TASK STATEMENT: In this exercise, reproduce all the entries that follow exactly.

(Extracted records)
★ ★ ★ ★ ★
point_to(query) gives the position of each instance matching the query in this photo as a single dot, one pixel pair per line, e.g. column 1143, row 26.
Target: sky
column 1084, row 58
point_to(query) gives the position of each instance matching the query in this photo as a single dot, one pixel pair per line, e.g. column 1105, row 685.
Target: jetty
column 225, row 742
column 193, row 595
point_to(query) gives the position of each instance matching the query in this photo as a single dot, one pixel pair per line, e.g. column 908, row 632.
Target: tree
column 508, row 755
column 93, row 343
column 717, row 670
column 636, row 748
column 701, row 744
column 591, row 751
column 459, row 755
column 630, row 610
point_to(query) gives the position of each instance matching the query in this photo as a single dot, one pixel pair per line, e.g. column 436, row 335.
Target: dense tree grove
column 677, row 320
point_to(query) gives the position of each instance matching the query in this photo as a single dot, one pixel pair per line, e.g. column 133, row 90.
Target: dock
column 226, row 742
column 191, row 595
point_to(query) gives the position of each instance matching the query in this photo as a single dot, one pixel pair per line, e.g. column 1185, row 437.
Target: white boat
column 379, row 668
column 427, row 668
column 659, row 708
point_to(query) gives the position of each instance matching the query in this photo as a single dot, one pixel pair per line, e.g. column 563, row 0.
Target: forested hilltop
★ ★ ★ ★ ★
ANSWER FOR THIS EXERCISE:
point_to(query) gives the position of each instance matching the query in this photo as a single dot, one pixel pair per line, e.g. column 1143, row 26.
Target: sky
column 1084, row 58
point_to(query) gives the position of each instance matching the query in this photo as a single dot, one pixel pair per line, e.g. column 1105, row 685.
Target: jetty
column 225, row 742
column 193, row 595
point_to(query) gives the position of each instance matching the query in this photo as a single dot, one pixel pair per line, e.g. column 908, row 632.
Target: tree
column 508, row 755
column 93, row 343
column 717, row 670
column 636, row 748
column 701, row 744
column 591, row 751
column 459, row 755
column 630, row 610
point_to(query) gives the position of each instance matching the query in this photo as a single dot, one pixel pair per line, e.g. column 436, row 335.
Target: dense tree grove
column 677, row 320
point_to(query) gives the position of each instance matching the query in this photo as a single dot, one pixel pair per line, e.g. column 133, row 90.
Target: dock
column 226, row 742
column 191, row 595
point_to(query) gives the position of each instance matching the query in this photo as a single dot, one pixel pair per line, e.g. column 1185, row 437.
Target: white boat
column 379, row 668
column 427, row 668
column 659, row 708
point_to(query) gives the position of each instance matching the query in this photo as a single dot, one pixel pair per line, e.g. column 563, row 0.
Target: forested hilltop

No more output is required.